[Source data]
▼▼▼

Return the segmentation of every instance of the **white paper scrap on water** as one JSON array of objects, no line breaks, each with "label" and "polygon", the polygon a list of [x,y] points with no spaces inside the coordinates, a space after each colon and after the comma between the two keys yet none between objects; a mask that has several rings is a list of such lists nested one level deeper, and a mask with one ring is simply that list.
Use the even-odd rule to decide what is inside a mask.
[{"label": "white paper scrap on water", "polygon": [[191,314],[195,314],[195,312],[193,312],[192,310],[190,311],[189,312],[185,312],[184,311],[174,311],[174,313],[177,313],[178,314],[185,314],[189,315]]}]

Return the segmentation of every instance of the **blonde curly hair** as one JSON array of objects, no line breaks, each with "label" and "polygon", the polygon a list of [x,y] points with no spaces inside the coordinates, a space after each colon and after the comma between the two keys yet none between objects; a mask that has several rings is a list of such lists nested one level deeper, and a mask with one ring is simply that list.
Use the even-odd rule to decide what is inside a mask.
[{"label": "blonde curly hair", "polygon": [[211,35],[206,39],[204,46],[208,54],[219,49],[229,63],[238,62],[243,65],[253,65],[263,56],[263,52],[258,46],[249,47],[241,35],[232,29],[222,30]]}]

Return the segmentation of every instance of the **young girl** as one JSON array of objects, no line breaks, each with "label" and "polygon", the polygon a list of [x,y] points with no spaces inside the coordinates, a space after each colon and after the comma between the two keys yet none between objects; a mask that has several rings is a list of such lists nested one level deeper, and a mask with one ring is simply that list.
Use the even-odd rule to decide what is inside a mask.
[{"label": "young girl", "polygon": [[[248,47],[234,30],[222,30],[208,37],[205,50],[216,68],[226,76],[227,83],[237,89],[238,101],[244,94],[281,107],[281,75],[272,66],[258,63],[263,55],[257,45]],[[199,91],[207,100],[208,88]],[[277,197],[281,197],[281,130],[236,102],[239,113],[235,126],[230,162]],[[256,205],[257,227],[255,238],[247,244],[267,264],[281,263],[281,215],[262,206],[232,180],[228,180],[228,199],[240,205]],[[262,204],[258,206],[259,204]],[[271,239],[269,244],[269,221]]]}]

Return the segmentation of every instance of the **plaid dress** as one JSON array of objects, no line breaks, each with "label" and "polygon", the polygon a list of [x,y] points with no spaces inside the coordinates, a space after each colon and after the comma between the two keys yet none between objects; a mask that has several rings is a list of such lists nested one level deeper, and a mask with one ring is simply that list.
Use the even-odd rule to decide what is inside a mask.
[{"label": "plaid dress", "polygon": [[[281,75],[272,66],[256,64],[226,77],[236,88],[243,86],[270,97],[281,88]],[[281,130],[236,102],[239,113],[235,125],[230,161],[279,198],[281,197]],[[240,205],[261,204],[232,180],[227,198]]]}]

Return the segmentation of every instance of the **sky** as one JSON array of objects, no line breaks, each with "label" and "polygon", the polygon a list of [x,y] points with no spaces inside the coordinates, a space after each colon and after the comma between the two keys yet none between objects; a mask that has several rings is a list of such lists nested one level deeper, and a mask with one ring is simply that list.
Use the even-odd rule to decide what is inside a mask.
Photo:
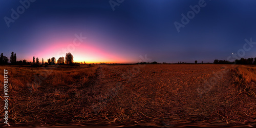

▲▲▲

— Work to do —
Rewrite all of the data above as a JSON list of strings, one string per line, skipping blank lines. Leave out the picture placeholders.

— Solution to this problem —
[
  "Return the segmentation of every instance of the **white paper scrap on water** as one JSON array of objects, no line breaks, each with \"label\" and \"polygon\", the polygon a list of [x,y] points with no spaces inside the coordinates, a space after each colon and after the comma between the two keys yet none between objects; a mask that has several rings is a list of such lists nested one level deeper, and a mask with one ring is simply that list.",
  "Use the even-odd rule to decide what is inside a mask.",
  "[{\"label\": \"white paper scrap on water\", \"polygon\": [[191,314],[195,314],[195,312],[193,312],[192,310],[190,311],[189,312],[185,312],[184,311],[174,311],[174,313],[177,313],[178,314],[185,314],[189,315]]}]",
  "Return the segmentation of every instance of the **blonde curly hair** as one JSON array of objects, no line breaks, each with \"label\" and \"polygon\", the polygon a list of [x,y] points with no spaces inside the coordinates, a space after each colon and after the comma between the two keys yet none between objects; a mask that has several rings is a list of such lists nested one level deeper, and a mask with one ring is simply that list.",
  "Use the even-odd rule to decide what is inside a mask.",
  "[{\"label\": \"blonde curly hair\", \"polygon\": [[211,35],[206,39],[204,46],[208,54],[219,49],[229,63],[238,62],[243,65],[253,65],[263,56],[263,52],[258,46],[249,47],[241,35],[232,29],[222,30]]}]",
  "Return the segmentation of every instance of the **young girl** as one JSON array of objects, no line breaks, each with \"label\" and \"polygon\", the polygon a list of [x,y] points with no spaces inside the coordinates, a space after each colon and after the comma between the two keys yet none between objects; a mask that has several rings is a list of such lists nested one level deeper, and a mask with one ring is simply that list.",
  "Use the even-odd rule to decide what is inside a mask.",
  "[{\"label\": \"young girl\", \"polygon\": [[[248,47],[234,30],[222,30],[208,37],[205,50],[216,68],[226,76],[227,83],[237,89],[238,101],[244,94],[281,107],[281,75],[272,66],[258,63],[263,55],[257,45]],[[199,91],[207,100],[208,88]],[[277,197],[281,197],[281,130],[236,102],[239,113],[235,126],[230,162]],[[256,205],[257,227],[255,238],[247,244],[267,264],[281,263],[281,215],[262,206],[232,180],[228,180],[228,199],[240,205]],[[262,204],[258,206],[259,204]],[[271,239],[269,244],[269,221]]]}]",
  "Return the segmentation of every instance of the **plaid dress** as one JSON array of objects, no line breaks, each with \"label\" and \"polygon\", the polygon a list of [x,y] points with no spaces inside the coordinates, a space after each colon and after the comma between the two keys yet none between objects; a mask that has several rings is a list of such lists nested one level deeper, and a mask with one ring is simply that list.",
  "Use the even-odd rule to decide what is inside a mask.",
  "[{\"label\": \"plaid dress\", \"polygon\": [[[281,75],[272,66],[256,64],[226,77],[236,88],[243,86],[270,97],[281,88]],[[281,130],[236,102],[239,113],[235,125],[230,161],[279,198],[281,197]],[[240,205],[261,204],[232,180],[227,198]]]}]",
  "Return the segmentation of every instance of the **sky** as one JSON array of objects, no line breaks, each with \"label\" and \"polygon\", the polygon a list of [x,y] points with no spaces inside the coordinates, a space after each colon and after the comma between the two keys yet none between objects; a mask that has several rings is a list of such lists nested one level deeper, and a mask with one ring is simply that list.",
  "Use the even-odd rule to decide what is inside a mask.",
  "Photo:"
]